* What is being asked *
The answer must consist of every line from the entries that holds the word "dark".

* The data *
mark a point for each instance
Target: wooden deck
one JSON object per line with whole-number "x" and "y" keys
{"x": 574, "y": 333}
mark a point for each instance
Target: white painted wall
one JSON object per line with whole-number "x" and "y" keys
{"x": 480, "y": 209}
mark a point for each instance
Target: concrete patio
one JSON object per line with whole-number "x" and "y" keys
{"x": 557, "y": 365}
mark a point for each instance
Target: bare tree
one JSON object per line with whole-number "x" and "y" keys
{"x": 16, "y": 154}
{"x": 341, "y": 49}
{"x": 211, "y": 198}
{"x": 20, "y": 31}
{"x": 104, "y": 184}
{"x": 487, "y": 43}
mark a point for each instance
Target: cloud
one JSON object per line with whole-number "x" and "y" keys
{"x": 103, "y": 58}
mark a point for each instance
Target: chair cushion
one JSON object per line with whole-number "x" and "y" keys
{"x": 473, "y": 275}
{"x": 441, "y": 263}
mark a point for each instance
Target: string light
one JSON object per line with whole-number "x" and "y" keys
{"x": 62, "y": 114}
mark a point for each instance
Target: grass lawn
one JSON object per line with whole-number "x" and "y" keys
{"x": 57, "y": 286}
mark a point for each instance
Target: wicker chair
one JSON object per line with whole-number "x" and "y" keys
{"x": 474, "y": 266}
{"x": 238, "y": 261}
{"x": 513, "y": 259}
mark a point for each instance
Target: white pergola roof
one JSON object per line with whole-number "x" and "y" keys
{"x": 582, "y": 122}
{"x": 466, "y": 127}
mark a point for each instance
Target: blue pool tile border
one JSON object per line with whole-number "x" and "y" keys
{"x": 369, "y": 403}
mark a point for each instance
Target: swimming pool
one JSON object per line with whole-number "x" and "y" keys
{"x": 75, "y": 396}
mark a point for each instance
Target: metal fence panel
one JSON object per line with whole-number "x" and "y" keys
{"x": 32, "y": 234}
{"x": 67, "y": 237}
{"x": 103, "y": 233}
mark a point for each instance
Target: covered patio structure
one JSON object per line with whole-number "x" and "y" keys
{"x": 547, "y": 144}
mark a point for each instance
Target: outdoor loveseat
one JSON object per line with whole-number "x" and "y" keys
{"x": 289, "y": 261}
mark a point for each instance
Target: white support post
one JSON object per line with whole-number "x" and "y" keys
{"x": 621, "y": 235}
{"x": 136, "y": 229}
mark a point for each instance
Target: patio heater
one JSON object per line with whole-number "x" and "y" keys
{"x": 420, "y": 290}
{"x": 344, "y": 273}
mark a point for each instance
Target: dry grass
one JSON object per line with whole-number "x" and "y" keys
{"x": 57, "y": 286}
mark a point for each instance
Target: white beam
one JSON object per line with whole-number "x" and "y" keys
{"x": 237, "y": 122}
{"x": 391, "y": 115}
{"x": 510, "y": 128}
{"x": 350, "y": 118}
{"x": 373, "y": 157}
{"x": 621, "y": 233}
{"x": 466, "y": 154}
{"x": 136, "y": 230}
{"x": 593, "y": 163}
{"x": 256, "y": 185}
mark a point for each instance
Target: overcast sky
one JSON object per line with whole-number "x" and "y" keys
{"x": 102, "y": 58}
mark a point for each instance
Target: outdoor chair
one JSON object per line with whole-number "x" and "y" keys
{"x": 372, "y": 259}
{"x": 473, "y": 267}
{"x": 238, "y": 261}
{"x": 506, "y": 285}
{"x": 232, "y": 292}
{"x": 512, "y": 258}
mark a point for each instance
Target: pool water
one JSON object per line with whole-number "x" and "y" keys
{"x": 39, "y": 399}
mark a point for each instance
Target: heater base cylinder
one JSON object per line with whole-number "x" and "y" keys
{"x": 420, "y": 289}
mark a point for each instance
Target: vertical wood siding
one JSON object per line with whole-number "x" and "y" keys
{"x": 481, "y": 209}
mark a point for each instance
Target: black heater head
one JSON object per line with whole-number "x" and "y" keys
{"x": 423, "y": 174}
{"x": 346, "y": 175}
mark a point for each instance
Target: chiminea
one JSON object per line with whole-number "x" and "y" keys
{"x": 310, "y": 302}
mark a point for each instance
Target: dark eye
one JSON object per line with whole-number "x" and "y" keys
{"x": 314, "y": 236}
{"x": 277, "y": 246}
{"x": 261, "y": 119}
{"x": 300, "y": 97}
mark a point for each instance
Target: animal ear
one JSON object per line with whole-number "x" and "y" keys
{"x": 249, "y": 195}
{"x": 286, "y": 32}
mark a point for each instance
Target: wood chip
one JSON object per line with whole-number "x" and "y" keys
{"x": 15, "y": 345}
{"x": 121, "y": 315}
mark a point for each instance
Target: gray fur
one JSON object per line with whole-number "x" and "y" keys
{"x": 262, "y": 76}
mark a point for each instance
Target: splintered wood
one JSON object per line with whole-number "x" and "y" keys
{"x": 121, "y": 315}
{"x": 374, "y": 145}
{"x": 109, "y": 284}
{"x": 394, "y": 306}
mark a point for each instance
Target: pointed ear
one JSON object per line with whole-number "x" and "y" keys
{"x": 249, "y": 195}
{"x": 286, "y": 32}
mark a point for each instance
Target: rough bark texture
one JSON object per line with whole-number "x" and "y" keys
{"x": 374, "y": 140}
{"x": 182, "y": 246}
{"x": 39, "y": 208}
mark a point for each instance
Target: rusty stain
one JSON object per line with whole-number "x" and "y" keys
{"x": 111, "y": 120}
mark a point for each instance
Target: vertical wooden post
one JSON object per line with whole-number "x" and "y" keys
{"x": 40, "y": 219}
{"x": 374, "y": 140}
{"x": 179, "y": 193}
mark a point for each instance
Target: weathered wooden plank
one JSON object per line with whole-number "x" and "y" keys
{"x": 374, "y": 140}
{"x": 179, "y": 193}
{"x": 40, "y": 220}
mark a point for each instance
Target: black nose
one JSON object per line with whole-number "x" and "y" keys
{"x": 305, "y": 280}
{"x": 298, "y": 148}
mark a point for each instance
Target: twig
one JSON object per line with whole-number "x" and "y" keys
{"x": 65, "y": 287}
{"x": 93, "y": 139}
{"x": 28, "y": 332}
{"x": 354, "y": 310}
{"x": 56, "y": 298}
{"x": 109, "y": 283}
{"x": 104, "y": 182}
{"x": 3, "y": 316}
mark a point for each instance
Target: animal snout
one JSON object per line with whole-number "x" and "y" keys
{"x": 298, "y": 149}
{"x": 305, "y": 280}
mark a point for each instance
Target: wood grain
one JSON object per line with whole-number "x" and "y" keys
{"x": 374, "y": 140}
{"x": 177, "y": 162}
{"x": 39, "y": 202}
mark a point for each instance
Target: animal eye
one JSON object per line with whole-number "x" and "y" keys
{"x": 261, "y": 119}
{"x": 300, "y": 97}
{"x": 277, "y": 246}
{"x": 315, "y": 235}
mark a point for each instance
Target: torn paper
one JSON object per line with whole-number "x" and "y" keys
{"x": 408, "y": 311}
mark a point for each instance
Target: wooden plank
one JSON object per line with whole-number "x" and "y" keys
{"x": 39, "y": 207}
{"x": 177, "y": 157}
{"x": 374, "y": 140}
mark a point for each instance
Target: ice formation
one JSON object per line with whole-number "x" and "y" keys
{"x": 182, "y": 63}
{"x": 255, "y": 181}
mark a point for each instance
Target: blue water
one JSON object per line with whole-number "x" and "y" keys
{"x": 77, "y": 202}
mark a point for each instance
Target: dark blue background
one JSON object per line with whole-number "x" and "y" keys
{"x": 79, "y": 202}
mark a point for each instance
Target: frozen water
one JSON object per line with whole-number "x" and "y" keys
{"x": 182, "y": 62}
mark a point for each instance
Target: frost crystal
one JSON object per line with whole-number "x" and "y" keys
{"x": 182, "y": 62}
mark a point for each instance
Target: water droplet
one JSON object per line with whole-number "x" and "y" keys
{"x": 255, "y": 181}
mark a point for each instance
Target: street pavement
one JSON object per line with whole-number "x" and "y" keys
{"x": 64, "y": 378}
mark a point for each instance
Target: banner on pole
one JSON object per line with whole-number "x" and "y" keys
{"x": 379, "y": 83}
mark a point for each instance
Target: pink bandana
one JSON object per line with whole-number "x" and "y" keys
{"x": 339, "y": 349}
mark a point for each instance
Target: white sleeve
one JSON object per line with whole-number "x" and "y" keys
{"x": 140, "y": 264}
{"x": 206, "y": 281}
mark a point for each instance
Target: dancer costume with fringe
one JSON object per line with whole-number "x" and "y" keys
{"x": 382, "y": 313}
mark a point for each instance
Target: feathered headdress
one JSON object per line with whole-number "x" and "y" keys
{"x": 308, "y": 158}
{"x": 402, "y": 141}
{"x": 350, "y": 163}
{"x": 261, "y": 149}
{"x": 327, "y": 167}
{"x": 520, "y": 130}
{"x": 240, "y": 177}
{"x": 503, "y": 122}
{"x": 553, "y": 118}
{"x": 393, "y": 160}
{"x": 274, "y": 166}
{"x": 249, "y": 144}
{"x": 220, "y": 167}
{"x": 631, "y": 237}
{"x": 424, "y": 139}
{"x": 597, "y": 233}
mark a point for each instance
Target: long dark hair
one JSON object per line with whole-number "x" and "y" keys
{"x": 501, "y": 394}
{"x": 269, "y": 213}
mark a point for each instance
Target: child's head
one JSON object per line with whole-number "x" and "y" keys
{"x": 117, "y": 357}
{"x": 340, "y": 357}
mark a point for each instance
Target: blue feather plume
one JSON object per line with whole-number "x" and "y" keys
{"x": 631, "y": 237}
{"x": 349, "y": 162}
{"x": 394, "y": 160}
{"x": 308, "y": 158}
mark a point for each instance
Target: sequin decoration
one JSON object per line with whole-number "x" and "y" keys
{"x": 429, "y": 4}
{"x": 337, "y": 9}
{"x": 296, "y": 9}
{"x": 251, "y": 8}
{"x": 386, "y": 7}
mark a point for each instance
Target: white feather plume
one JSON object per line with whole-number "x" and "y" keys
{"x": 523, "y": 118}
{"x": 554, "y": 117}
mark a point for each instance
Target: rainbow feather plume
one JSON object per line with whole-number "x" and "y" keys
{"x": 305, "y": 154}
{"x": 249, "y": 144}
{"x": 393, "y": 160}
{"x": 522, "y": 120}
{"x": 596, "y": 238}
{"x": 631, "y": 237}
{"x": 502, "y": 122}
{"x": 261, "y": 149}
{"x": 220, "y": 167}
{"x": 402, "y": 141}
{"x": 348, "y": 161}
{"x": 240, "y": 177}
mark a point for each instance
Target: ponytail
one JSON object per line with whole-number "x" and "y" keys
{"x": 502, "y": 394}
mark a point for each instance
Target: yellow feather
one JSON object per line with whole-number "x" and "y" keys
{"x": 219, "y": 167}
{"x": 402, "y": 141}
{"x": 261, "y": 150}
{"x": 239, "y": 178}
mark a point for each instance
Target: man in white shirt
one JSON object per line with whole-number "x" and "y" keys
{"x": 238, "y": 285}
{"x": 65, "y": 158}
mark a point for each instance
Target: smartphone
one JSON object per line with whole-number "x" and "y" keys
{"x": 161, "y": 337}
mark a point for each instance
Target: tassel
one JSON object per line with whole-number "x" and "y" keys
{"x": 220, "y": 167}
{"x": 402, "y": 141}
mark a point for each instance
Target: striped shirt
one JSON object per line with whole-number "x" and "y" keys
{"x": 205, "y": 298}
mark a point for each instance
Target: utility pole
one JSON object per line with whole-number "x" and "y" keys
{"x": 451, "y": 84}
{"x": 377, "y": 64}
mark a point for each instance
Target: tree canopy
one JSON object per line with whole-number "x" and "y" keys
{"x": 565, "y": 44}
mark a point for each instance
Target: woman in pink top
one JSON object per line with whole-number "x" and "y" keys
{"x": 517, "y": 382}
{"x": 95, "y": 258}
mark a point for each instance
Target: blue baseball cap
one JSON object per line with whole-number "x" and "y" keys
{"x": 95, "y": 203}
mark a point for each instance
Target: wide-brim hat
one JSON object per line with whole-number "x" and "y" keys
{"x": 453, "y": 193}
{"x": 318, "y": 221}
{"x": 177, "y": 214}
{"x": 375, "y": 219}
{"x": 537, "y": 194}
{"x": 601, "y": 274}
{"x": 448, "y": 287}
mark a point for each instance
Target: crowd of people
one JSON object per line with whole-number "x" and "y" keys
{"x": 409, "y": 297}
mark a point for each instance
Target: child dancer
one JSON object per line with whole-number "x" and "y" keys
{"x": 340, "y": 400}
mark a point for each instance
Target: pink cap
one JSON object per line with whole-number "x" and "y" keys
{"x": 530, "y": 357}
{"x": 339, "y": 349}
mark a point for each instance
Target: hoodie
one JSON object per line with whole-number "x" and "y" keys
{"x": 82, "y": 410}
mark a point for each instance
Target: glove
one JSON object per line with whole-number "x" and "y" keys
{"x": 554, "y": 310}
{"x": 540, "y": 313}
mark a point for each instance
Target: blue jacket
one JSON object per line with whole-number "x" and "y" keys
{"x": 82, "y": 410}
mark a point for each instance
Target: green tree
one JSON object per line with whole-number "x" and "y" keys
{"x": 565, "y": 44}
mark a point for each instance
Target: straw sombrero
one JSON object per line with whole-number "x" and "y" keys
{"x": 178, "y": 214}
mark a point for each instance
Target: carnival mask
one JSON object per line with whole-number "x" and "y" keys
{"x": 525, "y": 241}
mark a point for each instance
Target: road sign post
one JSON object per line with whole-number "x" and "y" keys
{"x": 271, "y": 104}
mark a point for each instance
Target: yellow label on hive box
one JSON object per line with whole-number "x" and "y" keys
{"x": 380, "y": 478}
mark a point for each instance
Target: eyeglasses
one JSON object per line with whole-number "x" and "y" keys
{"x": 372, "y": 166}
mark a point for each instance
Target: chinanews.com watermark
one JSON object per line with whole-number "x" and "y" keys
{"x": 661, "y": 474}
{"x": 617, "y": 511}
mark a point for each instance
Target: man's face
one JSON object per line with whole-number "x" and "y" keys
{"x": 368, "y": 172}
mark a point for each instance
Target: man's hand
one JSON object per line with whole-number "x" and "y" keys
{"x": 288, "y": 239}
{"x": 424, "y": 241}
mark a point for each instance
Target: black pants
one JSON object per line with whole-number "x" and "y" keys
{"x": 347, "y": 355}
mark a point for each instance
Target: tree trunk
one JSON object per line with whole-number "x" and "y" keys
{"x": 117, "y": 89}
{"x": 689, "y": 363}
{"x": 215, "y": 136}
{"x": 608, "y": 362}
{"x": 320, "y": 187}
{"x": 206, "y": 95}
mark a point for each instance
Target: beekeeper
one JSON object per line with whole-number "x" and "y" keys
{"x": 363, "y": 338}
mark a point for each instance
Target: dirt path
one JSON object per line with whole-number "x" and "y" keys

* Written reply *
Target: dark eye
Target: dark blue background
Target: long dark hair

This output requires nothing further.